__Provided records__.

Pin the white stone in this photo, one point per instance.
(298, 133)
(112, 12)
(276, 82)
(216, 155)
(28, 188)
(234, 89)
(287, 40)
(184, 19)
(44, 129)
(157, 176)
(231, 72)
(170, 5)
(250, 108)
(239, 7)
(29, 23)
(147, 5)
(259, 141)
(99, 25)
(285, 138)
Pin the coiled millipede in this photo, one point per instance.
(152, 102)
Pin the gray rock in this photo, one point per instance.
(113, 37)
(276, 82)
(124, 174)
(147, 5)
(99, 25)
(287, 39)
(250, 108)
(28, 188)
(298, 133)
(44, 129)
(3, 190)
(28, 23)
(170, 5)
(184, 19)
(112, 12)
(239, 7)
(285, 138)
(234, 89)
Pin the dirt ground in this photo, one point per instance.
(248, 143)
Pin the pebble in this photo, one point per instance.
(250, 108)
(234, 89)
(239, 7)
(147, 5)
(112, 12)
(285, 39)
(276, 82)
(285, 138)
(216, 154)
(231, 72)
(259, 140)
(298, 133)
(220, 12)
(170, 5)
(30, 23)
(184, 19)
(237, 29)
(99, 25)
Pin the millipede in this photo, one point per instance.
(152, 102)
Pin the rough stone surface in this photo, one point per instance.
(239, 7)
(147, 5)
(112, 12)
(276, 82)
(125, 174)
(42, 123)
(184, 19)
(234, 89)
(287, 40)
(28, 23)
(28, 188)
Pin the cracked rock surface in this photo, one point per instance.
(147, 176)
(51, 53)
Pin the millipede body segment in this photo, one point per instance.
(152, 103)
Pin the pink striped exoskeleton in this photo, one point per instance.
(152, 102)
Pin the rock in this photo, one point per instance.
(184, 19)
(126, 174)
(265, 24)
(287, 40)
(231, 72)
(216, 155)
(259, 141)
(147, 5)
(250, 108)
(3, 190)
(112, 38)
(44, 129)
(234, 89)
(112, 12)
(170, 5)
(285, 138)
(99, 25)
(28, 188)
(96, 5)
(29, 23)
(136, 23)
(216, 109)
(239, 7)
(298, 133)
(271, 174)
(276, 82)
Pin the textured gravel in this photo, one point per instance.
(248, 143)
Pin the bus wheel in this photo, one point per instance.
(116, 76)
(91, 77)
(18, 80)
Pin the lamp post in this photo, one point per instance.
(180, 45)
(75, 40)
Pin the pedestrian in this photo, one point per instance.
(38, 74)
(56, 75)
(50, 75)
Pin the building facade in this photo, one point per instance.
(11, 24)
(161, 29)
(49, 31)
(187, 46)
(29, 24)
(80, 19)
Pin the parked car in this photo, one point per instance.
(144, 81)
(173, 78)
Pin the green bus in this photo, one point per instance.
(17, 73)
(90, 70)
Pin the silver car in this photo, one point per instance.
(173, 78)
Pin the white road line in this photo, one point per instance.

__Goal of the exercise__. No line may be left out; the records are to be transcribed in full.

__Response__.
Pin the white stone in this photo, one point per instance.
(298, 133)
(112, 12)
(276, 82)
(216, 155)
(28, 188)
(234, 89)
(287, 40)
(184, 19)
(44, 129)
(157, 176)
(231, 72)
(170, 5)
(250, 108)
(239, 7)
(29, 23)
(147, 5)
(259, 141)
(99, 25)
(285, 138)
Pin the coiled millipede in this photo, one point per instance.
(152, 102)
Pin the gray rock in this photo, one point per instance.
(113, 37)
(276, 82)
(124, 174)
(147, 5)
(99, 25)
(287, 39)
(250, 108)
(28, 188)
(298, 133)
(44, 129)
(3, 190)
(28, 23)
(170, 5)
(184, 19)
(112, 12)
(239, 7)
(285, 138)
(234, 89)
Pin the dirt ground in this photo, one point per instance.
(248, 143)
Pin the pebble in this photo, one point per instance.
(250, 108)
(234, 89)
(239, 7)
(147, 5)
(112, 12)
(285, 39)
(276, 82)
(285, 138)
(216, 154)
(231, 72)
(259, 140)
(298, 133)
(220, 12)
(170, 5)
(30, 23)
(184, 19)
(237, 29)
(99, 25)
Pin the millipede in this photo, one point per instance.
(152, 102)
Pin the rough stone surface in this photo, one point per instance.
(239, 7)
(147, 5)
(112, 12)
(276, 82)
(125, 174)
(42, 123)
(184, 19)
(234, 89)
(287, 40)
(28, 23)
(28, 188)
Pin the cracked rock surface in this photo, one point per instance.
(147, 176)
(51, 53)
Pin the millipede body segment in this photo, one point per instance.
(152, 103)
Pin the pink striped exoskeleton in this photo, one point per instance.
(152, 102)
Pin the rock in this photo, one point per instance.
(184, 19)
(126, 174)
(265, 24)
(287, 40)
(231, 72)
(216, 155)
(259, 141)
(147, 5)
(250, 108)
(3, 190)
(112, 38)
(44, 129)
(234, 89)
(112, 12)
(170, 5)
(285, 138)
(99, 25)
(28, 188)
(96, 5)
(29, 23)
(136, 23)
(216, 109)
(239, 7)
(298, 133)
(271, 174)
(276, 82)
Pin the textured gravel in this photo, one point per instance.
(248, 143)
Pin the bus wheel in this photo, one point per instance.
(116, 76)
(91, 77)
(18, 80)
Pin the lamp post in this photo, one point per instance.
(180, 45)
(75, 40)
Pin the pedestrian in this photo, one point per instance.
(38, 74)
(56, 75)
(50, 75)
Pin the building facade in this photo, one point per instance.
(11, 24)
(161, 29)
(49, 31)
(187, 46)
(29, 24)
(80, 19)
Pin the parked car in this photo, one point per instance.
(144, 81)
(173, 78)
Pin the green bus in this photo, one point per instance.
(17, 73)
(90, 70)
Pin the silver car in this photo, one point per instance.
(173, 78)
Pin the white road line in this photo, one point per instance.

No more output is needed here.